Dataset entries
----
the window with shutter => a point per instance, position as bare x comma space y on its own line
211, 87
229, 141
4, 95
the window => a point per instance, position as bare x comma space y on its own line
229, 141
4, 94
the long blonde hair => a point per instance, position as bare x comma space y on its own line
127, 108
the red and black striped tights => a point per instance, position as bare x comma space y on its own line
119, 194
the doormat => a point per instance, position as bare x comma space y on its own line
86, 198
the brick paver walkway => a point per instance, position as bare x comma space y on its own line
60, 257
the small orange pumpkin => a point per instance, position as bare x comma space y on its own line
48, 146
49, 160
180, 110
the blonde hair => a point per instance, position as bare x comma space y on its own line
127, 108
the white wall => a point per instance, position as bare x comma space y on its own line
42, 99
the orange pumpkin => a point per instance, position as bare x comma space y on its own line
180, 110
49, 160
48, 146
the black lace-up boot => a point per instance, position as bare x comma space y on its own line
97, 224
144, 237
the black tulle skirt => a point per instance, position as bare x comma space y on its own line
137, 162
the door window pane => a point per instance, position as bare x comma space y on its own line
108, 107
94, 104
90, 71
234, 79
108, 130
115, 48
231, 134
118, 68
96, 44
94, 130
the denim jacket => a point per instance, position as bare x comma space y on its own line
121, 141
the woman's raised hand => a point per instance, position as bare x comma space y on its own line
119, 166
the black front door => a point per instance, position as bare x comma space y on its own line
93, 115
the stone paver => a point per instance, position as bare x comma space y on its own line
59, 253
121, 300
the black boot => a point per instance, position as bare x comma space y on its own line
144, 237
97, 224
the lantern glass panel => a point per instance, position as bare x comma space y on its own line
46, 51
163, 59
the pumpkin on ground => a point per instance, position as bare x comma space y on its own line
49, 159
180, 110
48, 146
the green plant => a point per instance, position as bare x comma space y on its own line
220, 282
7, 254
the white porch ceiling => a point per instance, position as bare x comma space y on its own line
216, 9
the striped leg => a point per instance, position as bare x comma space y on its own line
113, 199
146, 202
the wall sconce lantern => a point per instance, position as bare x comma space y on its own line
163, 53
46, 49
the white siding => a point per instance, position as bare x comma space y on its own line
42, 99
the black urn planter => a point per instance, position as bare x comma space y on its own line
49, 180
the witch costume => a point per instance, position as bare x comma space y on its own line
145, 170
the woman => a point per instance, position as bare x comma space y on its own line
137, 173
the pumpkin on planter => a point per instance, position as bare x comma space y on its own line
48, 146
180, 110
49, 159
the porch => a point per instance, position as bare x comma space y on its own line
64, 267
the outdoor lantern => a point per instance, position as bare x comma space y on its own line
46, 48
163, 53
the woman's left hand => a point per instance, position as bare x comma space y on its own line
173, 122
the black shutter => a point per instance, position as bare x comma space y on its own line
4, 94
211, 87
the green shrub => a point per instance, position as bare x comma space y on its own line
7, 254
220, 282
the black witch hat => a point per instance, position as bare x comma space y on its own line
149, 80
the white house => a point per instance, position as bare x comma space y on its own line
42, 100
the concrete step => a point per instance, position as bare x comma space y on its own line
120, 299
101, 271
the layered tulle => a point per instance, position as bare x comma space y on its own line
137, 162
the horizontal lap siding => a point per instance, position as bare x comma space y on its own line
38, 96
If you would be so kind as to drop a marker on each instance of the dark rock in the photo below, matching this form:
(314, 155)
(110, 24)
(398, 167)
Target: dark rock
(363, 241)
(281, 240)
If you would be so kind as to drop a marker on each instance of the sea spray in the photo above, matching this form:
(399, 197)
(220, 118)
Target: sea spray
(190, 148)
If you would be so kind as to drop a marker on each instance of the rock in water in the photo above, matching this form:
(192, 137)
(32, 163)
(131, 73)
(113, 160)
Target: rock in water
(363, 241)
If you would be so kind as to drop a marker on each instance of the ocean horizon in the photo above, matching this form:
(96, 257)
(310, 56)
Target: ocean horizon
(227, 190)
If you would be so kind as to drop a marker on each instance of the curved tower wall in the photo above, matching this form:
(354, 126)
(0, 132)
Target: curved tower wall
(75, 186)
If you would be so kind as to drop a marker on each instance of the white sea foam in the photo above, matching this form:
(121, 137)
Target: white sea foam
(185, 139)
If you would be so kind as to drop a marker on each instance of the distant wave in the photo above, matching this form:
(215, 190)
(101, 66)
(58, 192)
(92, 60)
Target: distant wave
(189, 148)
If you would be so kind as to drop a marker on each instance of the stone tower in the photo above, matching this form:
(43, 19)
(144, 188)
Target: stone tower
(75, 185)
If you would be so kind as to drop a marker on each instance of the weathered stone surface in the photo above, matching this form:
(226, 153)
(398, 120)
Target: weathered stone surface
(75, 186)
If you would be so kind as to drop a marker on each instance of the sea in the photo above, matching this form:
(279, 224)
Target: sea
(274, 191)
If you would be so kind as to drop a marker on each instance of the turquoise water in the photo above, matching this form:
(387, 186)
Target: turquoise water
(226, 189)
----
▸ Task goal: Reproduce the entries exactly as they appear.

▸ Answer box:
the window with shutter => a point per instance, position as bare x comma space y on its own line
211, 87
229, 141
4, 95
the window => a point per instance, position as bare x comma space y on its own line
229, 141
4, 94
the long blonde hair => a point per instance, position as bare x comma space y on its own line
127, 108
the red and black striped tights => a point per instance, position as bare x comma space y on its own line
119, 194
the doormat => a point per instance, position as bare x comma space y on its own line
86, 198
the brick paver walkway => a point per instance, position as bare x comma space y on its own line
60, 257
the small orange pumpkin => a point per instance, position as bare x comma space y on its own line
48, 146
49, 160
180, 110
the blonde hair => a point per instance, position as bare x comma space y on its own line
127, 108
the white wall => a point per instance, position as bare x comma space y on its own line
42, 99
the orange pumpkin => a point per instance, position as bare x comma space y on its own line
180, 110
49, 160
48, 146
the black lace-up boot => a point per instance, position as bare x comma space y on its own line
97, 224
144, 237
the black tulle skirt => a point per instance, position as bare x comma space y on its own line
137, 162
the door window pane => a point per instance, position as bare x comma space y on its own line
108, 107
94, 104
90, 71
234, 79
108, 130
115, 48
231, 134
118, 68
96, 44
94, 130
the denim jacket => a point per instance, position as bare x comma space y on its own line
121, 141
the woman's raised hand => a point per instance, position as bare x comma space y on its own line
119, 166
the black front door => a point per instance, position as bare x comma space y on its own line
93, 115
the stone paver => a point per instance, position as bare x comma space y on its own line
59, 253
121, 300
the black boot => a point per instance, position as bare x comma space y on its own line
144, 237
97, 224
the lantern glass panel => a point per instance, position as bare x comma space y on its own line
46, 51
163, 59
the pumpkin on ground => a point per instance, position as bare x comma space y on its own line
49, 159
180, 110
48, 146
the green plant => a point per instance, position as bare x comma space y on its own line
220, 282
7, 254
the white porch ceiling => a point per instance, position as bare x comma space y on its own line
216, 9
the striped leg => a point per instance, position as bare x comma space y on its own line
113, 199
146, 202
the wall sconce lantern => a point per instance, position as bare x comma space y on its own line
163, 53
46, 49
the white siding => a point per instance, position as bare x comma space y on its own line
42, 99
the black urn planter => a point per instance, position as bare x comma space y on its own line
49, 180
the witch costume => a point per instance, position as bare x comma space y on its own line
145, 170
the woman => a point per instance, position as bare x comma space y on its own line
137, 173
the pumpkin on planter => a point per instance, position as bare x comma space y on its own line
48, 146
180, 110
49, 159
the porch => a point per instance, position as bare x comma space y on its own line
64, 267
the outdoor lantern => a point per instance, position as bare x comma space y on its own line
46, 48
163, 53
the woman's left hand => a point per instance, position as bare x comma space y on its own line
173, 122
the black shutter => a point per instance, position as bare x comma space y on its own line
4, 94
211, 87
the green shrub => a point per instance, position as bare x comma space y on its own line
7, 254
220, 282
the black witch hat => a point per instance, position as bare x comma space y on its own line
149, 80
the white house => a point per instance, position as bare x comma space y on its own line
42, 100
the concrete step => a point per instance, position as bare x comma space y on its own line
120, 299
101, 271
the layered tulle => a point per instance, position as bare x comma space y on its own line
137, 162
the horizontal lap siding => a point per instance, position as bare x comma space y on its own line
38, 96
If you would be so kind as to drop a marker on each instance of the dark rock in the photo below, matching this form:
(314, 155)
(110, 24)
(398, 167)
Target: dark rock
(363, 241)
(281, 240)
If you would be so kind as to drop a marker on each instance of the sea spray in the photo above, matching this form:
(399, 197)
(220, 118)
Target: sea spray
(190, 148)
If you would be so kind as to drop a marker on each instance of the rock in water in the photo above, matching this form:
(192, 137)
(32, 163)
(131, 73)
(113, 160)
Target: rock in water
(363, 241)
If you would be so kind as to drop a marker on each instance of the ocean horizon in the photo above, matching this form:
(96, 257)
(310, 56)
Target: ocean horizon
(227, 190)
If you would be so kind as to drop a marker on each instance of the curved tower wall in the photo above, matching this form:
(354, 126)
(0, 132)
Target: curved tower wall
(75, 186)
If you would be so kind as to drop a marker on each instance of the white sea foam in the photo above, matching this form:
(121, 137)
Target: white sea foam
(185, 139)
If you would be so kind as to drop a marker on each instance of the distant wave in the photo above, matching this form:
(215, 190)
(101, 66)
(58, 192)
(92, 60)
Target: distant wave
(189, 148)
If you would be so kind as to drop a marker on each instance of the stone tower in the photo above, matching this form:
(43, 19)
(144, 188)
Target: stone tower
(75, 185)
If you would be so kind as to drop a marker on each instance of the weathered stone surface in the photo above, matching this form:
(226, 153)
(398, 120)
Target: weathered stone surface
(75, 186)
If you would be so kind as to drop a marker on each instance of the sea in the photo above, matching this form:
(279, 224)
Target: sea
(274, 191)
If you would be so kind as to drop a marker on each instance of the turquoise water in the photo above, matching this form:
(387, 186)
Target: turquoise water
(226, 189)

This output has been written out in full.